Task requirements
Arrange the lines of the listing as a Markdown table with the columns Row and Line, starting at the line containing "dense woodland visible?" and running through the last line of the listing. Leave out blank lines.

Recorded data
## start
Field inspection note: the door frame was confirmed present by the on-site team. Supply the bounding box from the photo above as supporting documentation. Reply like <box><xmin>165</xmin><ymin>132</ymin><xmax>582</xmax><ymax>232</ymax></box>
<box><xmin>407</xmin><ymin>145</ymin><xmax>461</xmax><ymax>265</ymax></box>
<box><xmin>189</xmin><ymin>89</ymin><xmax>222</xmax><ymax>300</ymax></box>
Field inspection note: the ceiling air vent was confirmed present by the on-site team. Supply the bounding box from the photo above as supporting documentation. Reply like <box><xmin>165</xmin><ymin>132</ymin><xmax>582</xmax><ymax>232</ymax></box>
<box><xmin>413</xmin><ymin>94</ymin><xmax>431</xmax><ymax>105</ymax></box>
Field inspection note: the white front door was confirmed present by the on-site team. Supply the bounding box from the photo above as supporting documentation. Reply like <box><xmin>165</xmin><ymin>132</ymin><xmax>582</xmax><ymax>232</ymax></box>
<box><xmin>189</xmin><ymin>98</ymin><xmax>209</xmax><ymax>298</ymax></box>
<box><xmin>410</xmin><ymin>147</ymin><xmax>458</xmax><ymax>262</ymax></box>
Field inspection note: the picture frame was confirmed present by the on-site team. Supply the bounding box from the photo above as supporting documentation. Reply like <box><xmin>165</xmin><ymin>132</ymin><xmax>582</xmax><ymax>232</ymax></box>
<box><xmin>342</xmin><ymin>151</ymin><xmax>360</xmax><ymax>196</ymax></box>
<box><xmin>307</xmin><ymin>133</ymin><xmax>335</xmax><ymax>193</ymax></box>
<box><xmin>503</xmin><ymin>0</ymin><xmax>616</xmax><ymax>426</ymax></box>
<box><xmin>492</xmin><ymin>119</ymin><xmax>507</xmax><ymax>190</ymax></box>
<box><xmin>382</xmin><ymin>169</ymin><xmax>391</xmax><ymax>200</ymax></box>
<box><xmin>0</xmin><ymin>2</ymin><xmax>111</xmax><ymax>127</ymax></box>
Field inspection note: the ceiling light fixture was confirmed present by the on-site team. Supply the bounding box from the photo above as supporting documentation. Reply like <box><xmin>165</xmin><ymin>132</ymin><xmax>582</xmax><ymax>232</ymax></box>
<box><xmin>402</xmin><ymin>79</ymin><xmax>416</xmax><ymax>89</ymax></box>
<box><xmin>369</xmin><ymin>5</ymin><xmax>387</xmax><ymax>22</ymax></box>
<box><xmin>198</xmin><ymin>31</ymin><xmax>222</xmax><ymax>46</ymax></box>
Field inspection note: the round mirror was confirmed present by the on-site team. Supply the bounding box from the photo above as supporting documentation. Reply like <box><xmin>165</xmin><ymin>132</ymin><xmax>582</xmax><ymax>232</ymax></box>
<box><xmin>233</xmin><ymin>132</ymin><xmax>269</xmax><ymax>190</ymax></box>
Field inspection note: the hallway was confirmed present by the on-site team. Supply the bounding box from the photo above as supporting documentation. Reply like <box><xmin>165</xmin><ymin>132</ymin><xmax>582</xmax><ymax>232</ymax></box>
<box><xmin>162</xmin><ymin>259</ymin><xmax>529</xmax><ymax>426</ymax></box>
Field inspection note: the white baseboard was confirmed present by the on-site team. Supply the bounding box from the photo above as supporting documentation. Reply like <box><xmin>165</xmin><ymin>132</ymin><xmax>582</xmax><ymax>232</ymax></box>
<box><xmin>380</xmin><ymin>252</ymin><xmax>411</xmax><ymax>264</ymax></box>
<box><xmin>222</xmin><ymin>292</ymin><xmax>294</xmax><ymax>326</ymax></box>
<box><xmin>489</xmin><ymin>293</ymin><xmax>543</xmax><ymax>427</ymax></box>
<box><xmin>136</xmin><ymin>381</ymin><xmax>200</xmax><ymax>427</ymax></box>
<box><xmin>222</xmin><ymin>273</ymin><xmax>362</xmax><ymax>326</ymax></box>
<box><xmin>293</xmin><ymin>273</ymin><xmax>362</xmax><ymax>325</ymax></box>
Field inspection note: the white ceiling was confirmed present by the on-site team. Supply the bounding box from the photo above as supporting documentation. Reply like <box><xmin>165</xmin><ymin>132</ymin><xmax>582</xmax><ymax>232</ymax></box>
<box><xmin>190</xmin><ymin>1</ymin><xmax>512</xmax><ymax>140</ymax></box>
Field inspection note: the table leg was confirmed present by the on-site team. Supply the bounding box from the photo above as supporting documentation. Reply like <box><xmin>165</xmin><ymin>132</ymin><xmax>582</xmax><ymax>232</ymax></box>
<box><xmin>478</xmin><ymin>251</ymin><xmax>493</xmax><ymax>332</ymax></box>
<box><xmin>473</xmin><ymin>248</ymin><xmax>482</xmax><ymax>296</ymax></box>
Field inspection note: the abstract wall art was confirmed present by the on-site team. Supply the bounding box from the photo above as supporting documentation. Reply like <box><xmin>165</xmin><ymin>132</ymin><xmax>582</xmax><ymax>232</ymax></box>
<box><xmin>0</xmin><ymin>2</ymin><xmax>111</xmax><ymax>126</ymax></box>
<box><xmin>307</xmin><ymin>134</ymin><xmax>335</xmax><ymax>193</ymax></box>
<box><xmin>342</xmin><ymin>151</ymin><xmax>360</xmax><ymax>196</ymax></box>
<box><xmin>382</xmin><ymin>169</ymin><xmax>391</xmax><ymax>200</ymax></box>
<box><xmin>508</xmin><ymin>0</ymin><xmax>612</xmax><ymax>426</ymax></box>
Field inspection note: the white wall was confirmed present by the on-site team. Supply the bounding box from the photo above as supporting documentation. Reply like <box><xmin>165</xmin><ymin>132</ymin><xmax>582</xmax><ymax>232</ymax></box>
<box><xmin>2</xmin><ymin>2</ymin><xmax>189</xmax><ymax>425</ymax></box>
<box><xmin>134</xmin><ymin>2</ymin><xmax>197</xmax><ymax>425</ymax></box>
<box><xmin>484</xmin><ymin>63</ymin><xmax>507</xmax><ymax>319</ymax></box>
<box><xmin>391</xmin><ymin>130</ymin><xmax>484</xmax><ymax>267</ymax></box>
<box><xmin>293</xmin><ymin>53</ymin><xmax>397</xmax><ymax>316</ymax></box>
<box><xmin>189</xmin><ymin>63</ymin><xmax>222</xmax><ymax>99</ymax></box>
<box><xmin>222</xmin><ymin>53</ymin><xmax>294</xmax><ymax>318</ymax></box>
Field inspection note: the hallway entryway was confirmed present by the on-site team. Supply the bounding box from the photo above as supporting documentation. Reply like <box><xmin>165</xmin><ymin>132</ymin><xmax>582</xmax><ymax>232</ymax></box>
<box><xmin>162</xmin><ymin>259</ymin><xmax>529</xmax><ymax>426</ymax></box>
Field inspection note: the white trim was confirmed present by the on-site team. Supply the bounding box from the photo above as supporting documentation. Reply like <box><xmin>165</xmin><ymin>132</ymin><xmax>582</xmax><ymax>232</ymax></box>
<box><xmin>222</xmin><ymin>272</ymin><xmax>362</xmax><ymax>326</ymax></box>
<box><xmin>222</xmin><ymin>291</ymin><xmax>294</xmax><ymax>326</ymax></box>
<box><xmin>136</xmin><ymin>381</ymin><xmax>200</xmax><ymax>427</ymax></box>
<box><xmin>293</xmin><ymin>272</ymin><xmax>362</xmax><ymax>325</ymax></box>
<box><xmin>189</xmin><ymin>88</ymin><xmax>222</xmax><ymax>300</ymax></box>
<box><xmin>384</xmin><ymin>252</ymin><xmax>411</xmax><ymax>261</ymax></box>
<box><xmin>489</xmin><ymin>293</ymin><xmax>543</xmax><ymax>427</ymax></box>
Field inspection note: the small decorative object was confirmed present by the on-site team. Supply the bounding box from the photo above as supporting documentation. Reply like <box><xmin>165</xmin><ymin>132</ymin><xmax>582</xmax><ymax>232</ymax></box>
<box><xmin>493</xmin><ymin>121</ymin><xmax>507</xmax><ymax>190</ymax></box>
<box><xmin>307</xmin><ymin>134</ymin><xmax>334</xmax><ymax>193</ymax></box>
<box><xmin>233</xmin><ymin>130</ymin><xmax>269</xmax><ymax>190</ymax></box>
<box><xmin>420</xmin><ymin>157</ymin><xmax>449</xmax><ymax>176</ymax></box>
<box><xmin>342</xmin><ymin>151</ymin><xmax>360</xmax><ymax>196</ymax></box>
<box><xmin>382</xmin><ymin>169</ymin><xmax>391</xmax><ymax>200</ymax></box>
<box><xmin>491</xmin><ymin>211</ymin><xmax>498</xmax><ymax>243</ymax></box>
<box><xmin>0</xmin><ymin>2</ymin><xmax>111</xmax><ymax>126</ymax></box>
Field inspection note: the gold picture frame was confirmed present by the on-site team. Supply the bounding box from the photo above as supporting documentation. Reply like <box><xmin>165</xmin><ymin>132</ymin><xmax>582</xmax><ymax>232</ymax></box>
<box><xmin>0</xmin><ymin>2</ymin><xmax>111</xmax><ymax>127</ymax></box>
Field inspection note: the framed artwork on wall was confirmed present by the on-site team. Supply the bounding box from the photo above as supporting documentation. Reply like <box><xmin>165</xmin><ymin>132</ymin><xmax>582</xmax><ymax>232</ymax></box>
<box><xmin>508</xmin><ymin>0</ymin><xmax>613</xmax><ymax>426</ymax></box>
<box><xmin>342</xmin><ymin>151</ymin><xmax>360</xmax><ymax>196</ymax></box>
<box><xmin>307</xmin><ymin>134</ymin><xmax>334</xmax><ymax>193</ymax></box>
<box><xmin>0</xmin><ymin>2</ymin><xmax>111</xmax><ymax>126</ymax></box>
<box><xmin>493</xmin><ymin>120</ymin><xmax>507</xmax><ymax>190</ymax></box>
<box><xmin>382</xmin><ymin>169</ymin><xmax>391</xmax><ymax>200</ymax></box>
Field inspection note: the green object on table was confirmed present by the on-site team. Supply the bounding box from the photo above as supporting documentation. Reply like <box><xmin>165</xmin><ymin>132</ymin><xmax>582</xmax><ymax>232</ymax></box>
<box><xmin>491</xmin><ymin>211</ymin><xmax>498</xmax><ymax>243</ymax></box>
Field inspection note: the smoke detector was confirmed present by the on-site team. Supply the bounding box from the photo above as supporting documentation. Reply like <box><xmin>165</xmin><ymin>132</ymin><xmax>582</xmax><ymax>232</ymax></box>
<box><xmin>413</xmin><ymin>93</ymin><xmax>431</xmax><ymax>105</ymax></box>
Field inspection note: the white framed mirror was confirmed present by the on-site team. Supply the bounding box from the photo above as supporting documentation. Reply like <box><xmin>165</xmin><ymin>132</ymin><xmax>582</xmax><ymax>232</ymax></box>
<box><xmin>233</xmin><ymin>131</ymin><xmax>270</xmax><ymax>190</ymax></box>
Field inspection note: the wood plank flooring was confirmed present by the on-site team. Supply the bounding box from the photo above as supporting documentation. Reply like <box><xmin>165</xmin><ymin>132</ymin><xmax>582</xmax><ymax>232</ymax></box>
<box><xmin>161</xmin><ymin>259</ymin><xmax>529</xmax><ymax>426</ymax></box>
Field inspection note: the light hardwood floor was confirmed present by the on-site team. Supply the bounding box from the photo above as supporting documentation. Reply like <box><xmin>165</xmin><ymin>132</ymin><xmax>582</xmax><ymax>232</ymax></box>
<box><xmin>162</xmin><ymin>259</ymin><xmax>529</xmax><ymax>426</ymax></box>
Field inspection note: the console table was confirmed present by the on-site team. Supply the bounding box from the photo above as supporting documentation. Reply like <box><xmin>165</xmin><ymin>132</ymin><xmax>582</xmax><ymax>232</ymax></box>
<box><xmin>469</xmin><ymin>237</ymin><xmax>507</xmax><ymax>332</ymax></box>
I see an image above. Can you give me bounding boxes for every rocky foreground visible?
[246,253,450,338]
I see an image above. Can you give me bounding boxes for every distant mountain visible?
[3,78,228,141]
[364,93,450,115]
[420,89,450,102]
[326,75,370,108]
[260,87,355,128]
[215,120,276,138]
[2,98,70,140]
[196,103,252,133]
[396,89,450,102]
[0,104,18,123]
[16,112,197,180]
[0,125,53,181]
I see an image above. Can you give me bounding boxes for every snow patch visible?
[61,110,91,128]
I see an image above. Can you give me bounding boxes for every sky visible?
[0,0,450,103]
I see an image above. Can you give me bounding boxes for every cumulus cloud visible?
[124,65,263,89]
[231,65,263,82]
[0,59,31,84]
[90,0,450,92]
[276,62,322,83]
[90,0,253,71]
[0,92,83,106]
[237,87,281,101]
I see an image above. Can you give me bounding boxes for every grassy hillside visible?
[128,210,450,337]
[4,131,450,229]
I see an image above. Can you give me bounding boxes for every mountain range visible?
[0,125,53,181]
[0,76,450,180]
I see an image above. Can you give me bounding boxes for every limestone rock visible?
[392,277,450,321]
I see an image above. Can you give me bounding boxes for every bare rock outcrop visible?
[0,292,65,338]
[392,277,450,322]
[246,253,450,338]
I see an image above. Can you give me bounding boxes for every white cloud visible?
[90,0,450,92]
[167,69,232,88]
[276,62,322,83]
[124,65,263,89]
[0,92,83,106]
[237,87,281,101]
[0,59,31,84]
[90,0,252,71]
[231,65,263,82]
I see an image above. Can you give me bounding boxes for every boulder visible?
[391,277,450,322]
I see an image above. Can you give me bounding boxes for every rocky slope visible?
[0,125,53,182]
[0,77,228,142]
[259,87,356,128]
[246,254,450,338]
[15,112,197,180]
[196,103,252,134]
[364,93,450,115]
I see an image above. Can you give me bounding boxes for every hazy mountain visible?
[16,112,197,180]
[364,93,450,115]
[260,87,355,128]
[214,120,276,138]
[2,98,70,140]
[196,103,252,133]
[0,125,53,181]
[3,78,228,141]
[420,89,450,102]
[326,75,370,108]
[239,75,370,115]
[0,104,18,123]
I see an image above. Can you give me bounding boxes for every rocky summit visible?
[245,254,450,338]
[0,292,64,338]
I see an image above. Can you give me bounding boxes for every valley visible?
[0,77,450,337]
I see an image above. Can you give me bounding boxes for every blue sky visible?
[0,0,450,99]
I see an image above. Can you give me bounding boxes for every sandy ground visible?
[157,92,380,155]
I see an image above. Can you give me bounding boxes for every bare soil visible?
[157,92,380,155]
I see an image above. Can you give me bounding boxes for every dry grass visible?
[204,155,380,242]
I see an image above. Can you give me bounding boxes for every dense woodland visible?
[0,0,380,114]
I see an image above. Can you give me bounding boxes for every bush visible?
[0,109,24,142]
## end
Expected output
| Row | Line |
|---|---|
| 1 | I see an image above. Can you give me bounding boxes for every dense woodland visible? |
| 2 | [0,0,380,114] |
| 3 | I see an image above. Can you give me bounding boxes for every bush visible? |
| 4 | [0,109,24,142] |